WRITTEN TASK -
Please copy the lines below word for word, starting at the line that contains "smaller building in the image above." and stopping after the line that contains "xmin=154 ymin=0 xmax=371 ymax=299". Include both of those lines.

---------- DATASET ENTRIES

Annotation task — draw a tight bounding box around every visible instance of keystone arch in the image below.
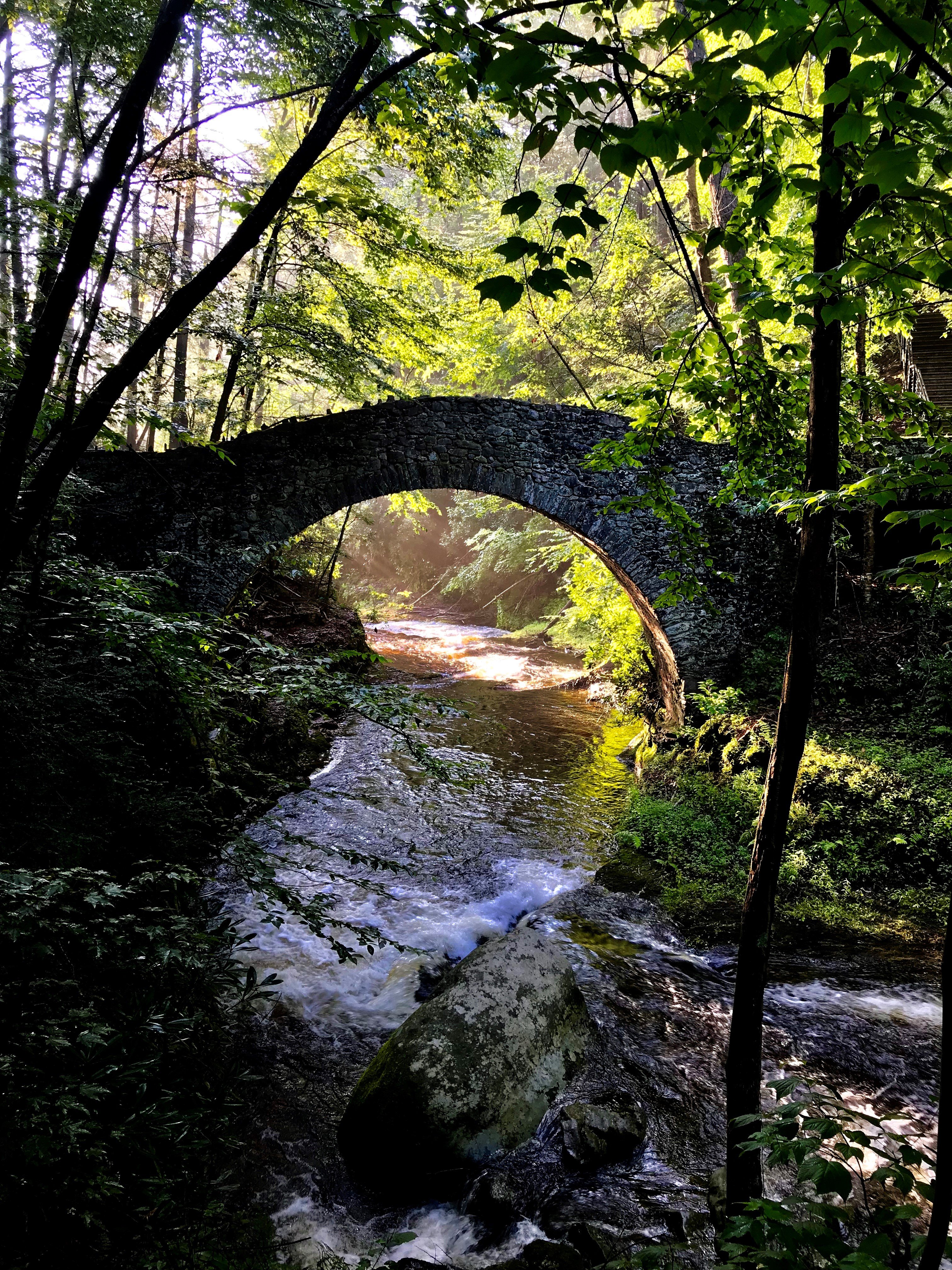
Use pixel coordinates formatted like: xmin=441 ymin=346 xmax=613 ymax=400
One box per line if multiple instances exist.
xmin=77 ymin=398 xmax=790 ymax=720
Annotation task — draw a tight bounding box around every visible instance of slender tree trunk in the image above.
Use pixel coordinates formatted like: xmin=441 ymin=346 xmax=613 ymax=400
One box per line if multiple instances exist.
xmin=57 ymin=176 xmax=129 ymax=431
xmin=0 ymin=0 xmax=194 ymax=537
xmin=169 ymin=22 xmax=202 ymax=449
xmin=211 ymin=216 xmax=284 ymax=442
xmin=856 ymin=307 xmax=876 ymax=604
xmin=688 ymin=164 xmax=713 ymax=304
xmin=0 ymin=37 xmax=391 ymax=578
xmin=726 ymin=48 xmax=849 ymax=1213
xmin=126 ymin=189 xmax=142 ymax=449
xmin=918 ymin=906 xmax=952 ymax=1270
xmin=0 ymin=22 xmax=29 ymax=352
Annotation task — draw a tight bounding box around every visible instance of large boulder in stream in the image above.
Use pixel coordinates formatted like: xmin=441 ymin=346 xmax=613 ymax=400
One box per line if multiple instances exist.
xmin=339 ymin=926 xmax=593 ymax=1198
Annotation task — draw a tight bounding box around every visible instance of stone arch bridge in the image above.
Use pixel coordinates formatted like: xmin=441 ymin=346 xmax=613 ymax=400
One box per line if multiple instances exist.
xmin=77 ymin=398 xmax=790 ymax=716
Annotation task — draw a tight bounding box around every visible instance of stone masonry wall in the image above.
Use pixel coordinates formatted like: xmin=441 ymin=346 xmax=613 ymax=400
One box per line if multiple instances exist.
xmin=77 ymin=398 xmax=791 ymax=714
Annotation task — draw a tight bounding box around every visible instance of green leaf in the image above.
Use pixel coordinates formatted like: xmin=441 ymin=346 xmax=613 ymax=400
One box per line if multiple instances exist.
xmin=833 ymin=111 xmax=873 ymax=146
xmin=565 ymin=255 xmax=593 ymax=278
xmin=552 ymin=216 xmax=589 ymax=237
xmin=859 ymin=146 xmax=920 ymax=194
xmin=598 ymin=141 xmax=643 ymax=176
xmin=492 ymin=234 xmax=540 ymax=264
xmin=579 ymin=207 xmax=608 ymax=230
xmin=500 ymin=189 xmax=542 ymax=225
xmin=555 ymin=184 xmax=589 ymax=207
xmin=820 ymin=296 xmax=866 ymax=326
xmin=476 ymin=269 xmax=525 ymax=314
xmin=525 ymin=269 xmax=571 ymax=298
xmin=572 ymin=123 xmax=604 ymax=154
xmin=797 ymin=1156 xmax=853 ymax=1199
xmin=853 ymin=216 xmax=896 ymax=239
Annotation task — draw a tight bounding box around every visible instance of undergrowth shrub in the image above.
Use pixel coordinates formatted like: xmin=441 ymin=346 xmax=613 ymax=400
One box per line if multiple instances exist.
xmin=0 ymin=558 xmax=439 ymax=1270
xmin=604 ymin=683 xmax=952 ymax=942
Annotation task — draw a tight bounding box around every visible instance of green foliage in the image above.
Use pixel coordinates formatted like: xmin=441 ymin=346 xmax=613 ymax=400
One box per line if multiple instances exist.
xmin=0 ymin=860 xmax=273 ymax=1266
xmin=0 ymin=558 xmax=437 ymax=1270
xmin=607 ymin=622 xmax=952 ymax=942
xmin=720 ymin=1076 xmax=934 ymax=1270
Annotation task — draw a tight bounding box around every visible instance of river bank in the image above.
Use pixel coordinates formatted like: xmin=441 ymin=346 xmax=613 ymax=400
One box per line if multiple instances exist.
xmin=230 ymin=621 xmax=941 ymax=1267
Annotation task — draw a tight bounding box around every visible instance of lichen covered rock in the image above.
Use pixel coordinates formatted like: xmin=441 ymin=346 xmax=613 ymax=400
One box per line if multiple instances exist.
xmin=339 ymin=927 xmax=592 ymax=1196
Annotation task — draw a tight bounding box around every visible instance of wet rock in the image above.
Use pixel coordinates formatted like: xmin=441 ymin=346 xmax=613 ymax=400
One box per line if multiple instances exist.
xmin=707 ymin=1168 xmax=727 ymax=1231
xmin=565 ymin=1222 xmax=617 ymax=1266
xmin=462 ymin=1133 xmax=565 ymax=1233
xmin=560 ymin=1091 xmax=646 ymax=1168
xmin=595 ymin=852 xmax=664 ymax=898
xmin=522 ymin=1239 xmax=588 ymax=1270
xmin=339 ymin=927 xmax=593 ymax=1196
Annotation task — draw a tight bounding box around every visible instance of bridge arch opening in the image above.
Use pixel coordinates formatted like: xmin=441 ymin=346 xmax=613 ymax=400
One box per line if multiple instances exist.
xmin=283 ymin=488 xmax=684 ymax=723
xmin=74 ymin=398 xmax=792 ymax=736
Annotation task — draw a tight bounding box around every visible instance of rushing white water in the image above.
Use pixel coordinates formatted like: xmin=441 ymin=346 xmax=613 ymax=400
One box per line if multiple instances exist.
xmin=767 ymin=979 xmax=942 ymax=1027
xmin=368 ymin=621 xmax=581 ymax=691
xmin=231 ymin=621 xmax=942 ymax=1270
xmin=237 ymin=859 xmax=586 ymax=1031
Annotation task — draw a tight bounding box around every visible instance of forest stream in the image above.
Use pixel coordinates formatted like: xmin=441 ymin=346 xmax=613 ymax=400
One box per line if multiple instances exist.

--------------------
---------- DATASET ENTRIES

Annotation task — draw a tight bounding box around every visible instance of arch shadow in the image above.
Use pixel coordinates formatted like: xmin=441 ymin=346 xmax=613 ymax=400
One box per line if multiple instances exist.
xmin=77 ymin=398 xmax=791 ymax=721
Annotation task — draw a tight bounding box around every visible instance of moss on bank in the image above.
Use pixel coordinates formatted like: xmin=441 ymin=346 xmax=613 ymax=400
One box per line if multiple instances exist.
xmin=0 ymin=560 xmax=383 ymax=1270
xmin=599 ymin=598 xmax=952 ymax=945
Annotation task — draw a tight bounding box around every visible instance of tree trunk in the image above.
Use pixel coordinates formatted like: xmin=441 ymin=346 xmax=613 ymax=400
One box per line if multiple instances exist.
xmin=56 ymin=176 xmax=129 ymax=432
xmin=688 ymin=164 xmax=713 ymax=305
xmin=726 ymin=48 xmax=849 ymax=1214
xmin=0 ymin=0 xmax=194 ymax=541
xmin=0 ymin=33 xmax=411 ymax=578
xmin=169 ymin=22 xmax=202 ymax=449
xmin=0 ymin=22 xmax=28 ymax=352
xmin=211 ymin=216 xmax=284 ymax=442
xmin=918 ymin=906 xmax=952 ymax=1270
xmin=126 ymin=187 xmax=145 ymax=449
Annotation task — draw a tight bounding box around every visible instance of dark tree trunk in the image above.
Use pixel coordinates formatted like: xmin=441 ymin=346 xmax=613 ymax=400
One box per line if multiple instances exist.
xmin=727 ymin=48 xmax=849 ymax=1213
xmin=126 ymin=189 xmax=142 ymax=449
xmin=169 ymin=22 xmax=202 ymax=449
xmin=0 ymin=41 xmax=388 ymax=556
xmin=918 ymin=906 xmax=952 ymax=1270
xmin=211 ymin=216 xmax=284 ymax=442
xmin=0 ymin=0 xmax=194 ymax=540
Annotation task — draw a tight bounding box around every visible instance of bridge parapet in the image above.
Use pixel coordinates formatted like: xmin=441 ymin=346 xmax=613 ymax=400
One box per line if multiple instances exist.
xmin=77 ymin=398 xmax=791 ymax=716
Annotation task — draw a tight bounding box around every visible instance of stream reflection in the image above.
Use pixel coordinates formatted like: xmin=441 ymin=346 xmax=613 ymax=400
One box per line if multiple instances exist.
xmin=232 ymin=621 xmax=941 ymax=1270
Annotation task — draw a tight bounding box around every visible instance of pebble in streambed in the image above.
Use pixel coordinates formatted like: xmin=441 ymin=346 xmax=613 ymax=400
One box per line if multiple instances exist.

--------------------
---------- DATASET ENTRIES

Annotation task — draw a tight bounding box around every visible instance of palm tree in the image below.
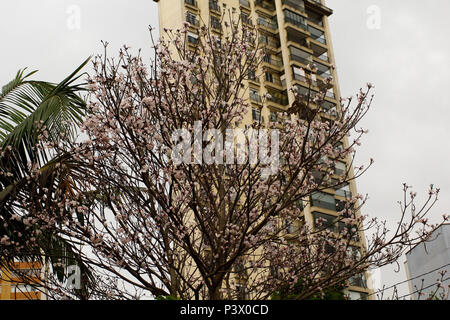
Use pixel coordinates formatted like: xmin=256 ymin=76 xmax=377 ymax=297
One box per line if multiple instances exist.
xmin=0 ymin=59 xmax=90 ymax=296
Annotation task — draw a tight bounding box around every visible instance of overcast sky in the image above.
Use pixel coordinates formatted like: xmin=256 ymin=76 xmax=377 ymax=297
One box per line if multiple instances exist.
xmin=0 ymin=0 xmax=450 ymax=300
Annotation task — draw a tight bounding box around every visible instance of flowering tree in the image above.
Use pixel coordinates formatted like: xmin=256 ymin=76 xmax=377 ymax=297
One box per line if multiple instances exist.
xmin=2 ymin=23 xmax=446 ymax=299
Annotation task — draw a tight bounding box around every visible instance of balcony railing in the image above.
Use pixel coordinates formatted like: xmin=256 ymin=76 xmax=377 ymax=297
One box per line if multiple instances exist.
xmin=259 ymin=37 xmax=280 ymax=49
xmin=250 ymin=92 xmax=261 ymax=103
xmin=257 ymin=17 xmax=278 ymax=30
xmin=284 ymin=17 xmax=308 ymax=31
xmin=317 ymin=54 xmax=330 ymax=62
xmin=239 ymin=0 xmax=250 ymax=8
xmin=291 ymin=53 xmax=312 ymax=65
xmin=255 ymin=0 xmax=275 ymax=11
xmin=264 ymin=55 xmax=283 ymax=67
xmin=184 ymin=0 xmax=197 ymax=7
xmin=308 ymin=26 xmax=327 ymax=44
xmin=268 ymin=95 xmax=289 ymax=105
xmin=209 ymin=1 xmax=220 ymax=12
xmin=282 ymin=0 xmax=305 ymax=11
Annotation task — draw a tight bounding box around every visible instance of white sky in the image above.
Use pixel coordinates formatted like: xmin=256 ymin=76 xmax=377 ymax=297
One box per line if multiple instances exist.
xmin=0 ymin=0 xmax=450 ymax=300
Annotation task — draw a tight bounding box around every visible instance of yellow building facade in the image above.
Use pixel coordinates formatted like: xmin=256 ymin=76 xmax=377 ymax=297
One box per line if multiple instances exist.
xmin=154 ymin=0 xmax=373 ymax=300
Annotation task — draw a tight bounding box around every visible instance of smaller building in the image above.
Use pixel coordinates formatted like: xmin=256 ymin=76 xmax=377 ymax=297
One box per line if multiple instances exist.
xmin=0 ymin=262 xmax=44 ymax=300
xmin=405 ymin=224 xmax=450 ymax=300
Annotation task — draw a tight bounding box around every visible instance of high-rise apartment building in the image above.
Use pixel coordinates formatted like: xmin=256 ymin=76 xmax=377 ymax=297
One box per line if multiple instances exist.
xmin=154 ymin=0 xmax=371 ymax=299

--------------------

SOLUTION -
Annotation task — draw a tight bounding box around every visible instance of smaller building in the image above.
Use pixel coordinates formatted like: xmin=256 ymin=76 xmax=377 ymax=297
One box per line if multiple instances exist.
xmin=0 ymin=262 xmax=44 ymax=300
xmin=405 ymin=224 xmax=450 ymax=300
Annotation task — draw a tight bounding box around every visible instance of high-rise apartment building in the image above.
Use pixel coordinates formatted like: xmin=256 ymin=76 xmax=377 ymax=297
One box per line if multiple instances exist.
xmin=154 ymin=0 xmax=371 ymax=299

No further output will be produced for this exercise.